Referring expression data
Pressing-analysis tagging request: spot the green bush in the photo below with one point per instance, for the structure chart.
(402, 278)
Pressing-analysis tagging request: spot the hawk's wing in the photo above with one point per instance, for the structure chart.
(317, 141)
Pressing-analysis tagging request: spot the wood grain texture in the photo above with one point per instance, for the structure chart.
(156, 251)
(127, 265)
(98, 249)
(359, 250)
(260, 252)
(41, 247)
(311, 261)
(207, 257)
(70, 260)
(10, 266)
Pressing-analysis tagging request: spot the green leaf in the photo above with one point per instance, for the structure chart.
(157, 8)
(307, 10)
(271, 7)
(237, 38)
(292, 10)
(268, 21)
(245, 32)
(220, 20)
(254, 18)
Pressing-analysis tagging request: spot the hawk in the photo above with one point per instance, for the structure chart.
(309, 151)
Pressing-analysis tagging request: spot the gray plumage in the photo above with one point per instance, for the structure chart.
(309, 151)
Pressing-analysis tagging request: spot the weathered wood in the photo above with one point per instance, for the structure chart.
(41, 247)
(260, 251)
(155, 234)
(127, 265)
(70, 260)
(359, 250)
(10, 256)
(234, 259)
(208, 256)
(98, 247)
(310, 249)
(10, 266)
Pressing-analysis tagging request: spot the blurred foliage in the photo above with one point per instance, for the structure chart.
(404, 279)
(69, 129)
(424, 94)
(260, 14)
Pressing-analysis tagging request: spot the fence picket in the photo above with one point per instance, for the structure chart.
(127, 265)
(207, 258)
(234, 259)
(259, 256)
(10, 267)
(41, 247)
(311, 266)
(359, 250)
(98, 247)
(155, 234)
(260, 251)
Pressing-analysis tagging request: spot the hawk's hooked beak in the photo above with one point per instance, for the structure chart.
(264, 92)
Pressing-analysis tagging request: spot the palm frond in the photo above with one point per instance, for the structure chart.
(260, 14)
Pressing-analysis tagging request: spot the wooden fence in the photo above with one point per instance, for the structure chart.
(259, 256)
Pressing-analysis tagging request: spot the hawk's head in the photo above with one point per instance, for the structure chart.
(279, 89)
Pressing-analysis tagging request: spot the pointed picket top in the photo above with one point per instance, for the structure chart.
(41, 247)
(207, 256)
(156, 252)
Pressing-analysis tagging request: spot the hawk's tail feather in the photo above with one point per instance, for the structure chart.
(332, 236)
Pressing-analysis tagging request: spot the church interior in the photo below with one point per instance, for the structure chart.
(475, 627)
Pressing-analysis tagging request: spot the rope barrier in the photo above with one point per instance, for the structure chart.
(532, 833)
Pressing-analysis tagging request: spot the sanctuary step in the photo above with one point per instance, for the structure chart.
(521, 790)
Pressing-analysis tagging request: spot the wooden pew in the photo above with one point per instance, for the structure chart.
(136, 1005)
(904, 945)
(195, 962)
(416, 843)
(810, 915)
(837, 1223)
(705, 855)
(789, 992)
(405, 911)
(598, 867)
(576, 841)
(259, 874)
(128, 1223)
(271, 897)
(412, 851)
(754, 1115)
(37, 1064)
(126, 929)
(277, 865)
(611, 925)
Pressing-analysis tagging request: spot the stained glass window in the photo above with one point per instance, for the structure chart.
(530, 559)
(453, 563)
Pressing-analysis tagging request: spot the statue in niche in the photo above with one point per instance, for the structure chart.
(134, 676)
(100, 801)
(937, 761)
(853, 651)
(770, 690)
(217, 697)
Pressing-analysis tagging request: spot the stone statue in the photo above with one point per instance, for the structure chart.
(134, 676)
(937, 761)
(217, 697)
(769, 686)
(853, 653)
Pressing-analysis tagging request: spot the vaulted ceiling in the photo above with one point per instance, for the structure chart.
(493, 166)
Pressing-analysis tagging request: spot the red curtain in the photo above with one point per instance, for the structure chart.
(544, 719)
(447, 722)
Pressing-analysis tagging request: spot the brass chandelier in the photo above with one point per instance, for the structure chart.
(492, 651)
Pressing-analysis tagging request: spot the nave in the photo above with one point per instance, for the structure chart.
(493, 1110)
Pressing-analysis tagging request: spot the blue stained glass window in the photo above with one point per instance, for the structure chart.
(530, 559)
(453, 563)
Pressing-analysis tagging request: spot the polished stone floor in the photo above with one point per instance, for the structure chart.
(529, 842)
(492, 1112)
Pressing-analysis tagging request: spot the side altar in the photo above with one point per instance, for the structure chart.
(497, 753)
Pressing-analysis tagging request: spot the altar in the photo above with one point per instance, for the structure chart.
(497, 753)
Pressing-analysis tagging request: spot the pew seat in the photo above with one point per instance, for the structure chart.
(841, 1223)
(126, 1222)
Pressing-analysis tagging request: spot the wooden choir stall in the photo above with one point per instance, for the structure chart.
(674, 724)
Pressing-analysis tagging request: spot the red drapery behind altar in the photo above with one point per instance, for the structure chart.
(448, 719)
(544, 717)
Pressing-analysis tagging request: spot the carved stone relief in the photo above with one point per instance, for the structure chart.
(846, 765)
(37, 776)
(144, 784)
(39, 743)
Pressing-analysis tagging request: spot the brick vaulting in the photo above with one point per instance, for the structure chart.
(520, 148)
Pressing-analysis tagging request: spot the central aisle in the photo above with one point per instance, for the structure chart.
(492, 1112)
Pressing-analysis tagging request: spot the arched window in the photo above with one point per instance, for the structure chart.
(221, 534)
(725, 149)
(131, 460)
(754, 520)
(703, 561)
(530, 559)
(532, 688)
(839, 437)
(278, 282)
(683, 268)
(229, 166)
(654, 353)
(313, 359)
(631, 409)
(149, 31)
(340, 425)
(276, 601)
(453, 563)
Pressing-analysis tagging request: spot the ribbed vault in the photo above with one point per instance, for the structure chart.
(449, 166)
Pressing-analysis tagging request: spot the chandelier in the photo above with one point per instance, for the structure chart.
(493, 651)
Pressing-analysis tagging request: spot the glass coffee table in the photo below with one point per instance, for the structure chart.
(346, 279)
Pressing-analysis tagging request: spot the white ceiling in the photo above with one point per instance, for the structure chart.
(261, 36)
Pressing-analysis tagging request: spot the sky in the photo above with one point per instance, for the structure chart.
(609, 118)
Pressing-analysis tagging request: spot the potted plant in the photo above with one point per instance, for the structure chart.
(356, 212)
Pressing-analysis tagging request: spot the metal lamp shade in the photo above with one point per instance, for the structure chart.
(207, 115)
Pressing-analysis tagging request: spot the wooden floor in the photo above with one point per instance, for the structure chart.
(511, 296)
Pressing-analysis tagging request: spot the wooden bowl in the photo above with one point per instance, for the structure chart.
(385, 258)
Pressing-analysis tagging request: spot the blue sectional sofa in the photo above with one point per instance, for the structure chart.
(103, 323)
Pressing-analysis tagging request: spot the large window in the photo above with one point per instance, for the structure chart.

◆ ACTION ITEM: Please give the data again in full, exactly as written.

◆ YOUR RESPONSE:
Pressing-analysis tagging request: spot the green bush in the photo below with one point per instance, for the structure chart.
(402, 278)
Pressing-analysis tagging request: spot the hawk's wing in the photo above with one point per instance, for the structure chart.
(317, 141)
Pressing-analysis tagging request: spot the wood grain texture in the photo above with one point per instance, for the structure chart.
(156, 251)
(127, 265)
(98, 249)
(359, 250)
(260, 252)
(41, 247)
(311, 261)
(207, 257)
(70, 260)
(10, 266)
Pressing-analysis tagging request: spot the green leaf in the photo above with one point per instance, for the structure chart.
(157, 8)
(307, 10)
(271, 7)
(237, 38)
(292, 10)
(268, 21)
(245, 32)
(220, 20)
(254, 18)
Pressing-analysis tagging request: spot the hawk in the photo above with one point per instance, for the structure chart.
(309, 151)
Pressing-analysis tagging request: spot the gray plumage in the photo above with one point per instance, for the structure chart.
(309, 151)
Pressing-analysis tagging request: spot the weathered wood in the photo above with one point per instance, for the structure chart.
(41, 247)
(260, 251)
(155, 234)
(127, 265)
(70, 260)
(359, 250)
(10, 256)
(234, 259)
(208, 256)
(98, 247)
(310, 249)
(10, 266)
Pressing-analysis tagging request: spot the blurred foliage in the photo above with one point per instance, for the structure chart.
(404, 279)
(69, 129)
(424, 94)
(260, 14)
Pressing-analysis tagging request: spot the fence picket in the photo above with one point per instance, for the structure chart.
(127, 265)
(207, 258)
(234, 259)
(259, 256)
(10, 267)
(41, 247)
(311, 266)
(359, 250)
(98, 247)
(155, 234)
(260, 251)
Pressing-analysis tagging request: spot the hawk's hooked beak in the photo above with one point per instance, for the structure chart.
(264, 92)
Pressing-analysis tagging request: spot the palm frond in the photo above with one point per instance, for the structure chart.
(260, 14)
Pressing-analysis tagging request: spot the wooden fence in the photo above with one point per instance, for the structure chart.
(259, 256)
Pressing-analysis tagging request: spot the hawk's head in the photo above with one point per instance, for the structure chart.
(279, 89)
Pressing-analysis tagging request: spot the pointed picket top in the photo above with one point per instance, for the structure chart.
(41, 247)
(207, 256)
(156, 252)
Pressing-analysis tagging request: spot the hawk's tail feather in the photo above with one point per instance, for the structure chart.
(332, 236)
Pressing-analysis tagging request: spot the church interior in the photo below with one point per instance, for the structure chart.
(475, 627)
Pressing-analysis tagging request: spot the rope barrier in the photo above with one point per instance, for the structure chart.
(532, 833)
Pressing-analysis tagging request: spot the sanctuary step in the photo above with one point per instance, for the structure chart.
(521, 790)
Pressing-analysis tagging request: spot the wooden pew in the photo above with one point per instance, for the structure chart.
(136, 1005)
(904, 945)
(195, 962)
(416, 843)
(810, 915)
(837, 1223)
(705, 855)
(789, 992)
(405, 911)
(598, 867)
(576, 841)
(259, 874)
(128, 1223)
(271, 897)
(412, 851)
(754, 1115)
(37, 1064)
(126, 929)
(277, 865)
(611, 925)
Pressing-analysis tagging request: spot the stained glass window in the photo above with one point per instance, for the structure chart.
(530, 559)
(453, 563)
Pressing-analysis tagging request: spot the statue in niche in the photo above with one point per instance, for the structure chart.
(134, 676)
(100, 801)
(937, 761)
(853, 651)
(770, 690)
(217, 697)
Pressing-analysis tagging request: spot the stone statue in the photo above with one point per instance, for the structure chart.
(134, 676)
(937, 761)
(217, 697)
(769, 686)
(853, 653)
Pressing-analysis tagging request: spot the vaulted ceiling in the photo above with one point per instance, for the structure chart.
(493, 166)
Pressing-analysis tagging request: spot the red curtain in the photo above with one point per instance, for the structure chart.
(544, 719)
(447, 722)
Pressing-analysis tagging request: spot the brass chandelier in the photo above with one point per instance, for the structure chart.
(492, 651)
Pressing-analysis tagging request: spot the nave in the photo above with one point per instance, for the structure chart.
(493, 1110)
Pressing-analysis tagging request: spot the blue stained glass window in the photo above with one point per instance, for the structure chart.
(530, 559)
(453, 563)
Pressing-analysis tagging request: spot the polished stone floor in the photo above with one point per instance, for the structure chart.
(529, 842)
(492, 1112)
Pressing-analysis tagging request: spot the side altar in the photo above with one point per instance, for the structure chart.
(497, 753)
Pressing-analysis tagging request: spot the altar in the photo above with one point per instance, for the structure chart.
(497, 753)
Pressing-analysis tagging request: spot the pew seat in the photo above with one point per instance, for the structure chart.
(841, 1223)
(126, 1222)
Pressing-analysis tagging request: spot the wooden choir stall in the photo above with one point per instance, for the structure chart.
(674, 724)
Pressing-analysis tagging request: spot the red drapery behind altar in the photo above with one point per instance, for the structure chart.
(448, 719)
(544, 717)
Pressing-analysis tagging request: spot the carved stone relief in the photo above with one point per instance, for the structure chart.
(846, 765)
(37, 776)
(144, 784)
(39, 743)
Pressing-analysis tagging request: spot the brick vaulting in the photo above with one point per instance, for the structure chart.
(520, 148)
Pressing-analysis tagging request: spot the central aisle in the photo above with one point per instance, for the structure chart.
(492, 1112)
Pressing-analysis tagging request: spot the arched window in the photo above with one point per instance, for the structure chart.
(221, 534)
(725, 149)
(131, 460)
(754, 520)
(703, 561)
(530, 559)
(532, 688)
(839, 437)
(278, 282)
(683, 268)
(229, 166)
(654, 353)
(313, 359)
(631, 409)
(149, 31)
(340, 425)
(276, 601)
(453, 563)
Pressing-analysis tagging request: spot the ribbed vault in the photo above with one point per instance, for the structure chart.
(449, 166)
Pressing-analysis tagging request: spot the chandelier in the photo above with one point per instance, for the structure chart.
(493, 651)
Pressing-analysis tagging request: spot the glass coffee table in the photo below with one point per instance, for the structure chart.
(346, 279)
Pressing-analysis tagging request: spot the white ceiling in the photo above with one point per instance, for the structure chart.
(261, 36)
Pressing-analysis tagging request: spot the sky in the photo above with one point per instance, for the structure chart.
(609, 118)
Pressing-analysis tagging request: spot the potted plant in the photo above with one point per instance, for the structure chart.
(356, 212)
Pressing-analysis tagging request: spot the metal lamp shade in the photo above with one point per instance, for the structure chart.
(207, 115)
Pressing-analysis tagging request: spot the wooden floor in the photo above with one point per instance, for the structure chart.
(511, 296)
Pressing-analysis tagging request: spot the wooden bowl in the photo above with one point per instance, for the structure chart.
(385, 258)
Pressing-analysis tagging request: spot the blue sectional sofa in the photo above with one point per instance, for the structure chart.
(103, 323)
Pressing-analysis tagging request: spot the large window in the photo above with one point per instance, for the structure chart.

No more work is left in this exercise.